EXERCISE DETAILS → Rewrite the rows below, substituting "steel fence post" for every occurrence of "metal fence post" and leaving everything else unchanged.

PROVIDED INFORMATION →
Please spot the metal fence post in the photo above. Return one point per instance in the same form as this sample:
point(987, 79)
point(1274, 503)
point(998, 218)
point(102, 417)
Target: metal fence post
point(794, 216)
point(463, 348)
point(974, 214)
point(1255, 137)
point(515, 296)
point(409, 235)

WORKED ANSWER →
Please spot the steel fence post in the photo above. Return one point per instance in the same form as this sample:
point(987, 79)
point(1274, 503)
point(998, 218)
point(102, 417)
Target: steel fence post
point(794, 216)
point(463, 348)
point(974, 214)
point(1255, 137)
point(515, 296)
point(409, 235)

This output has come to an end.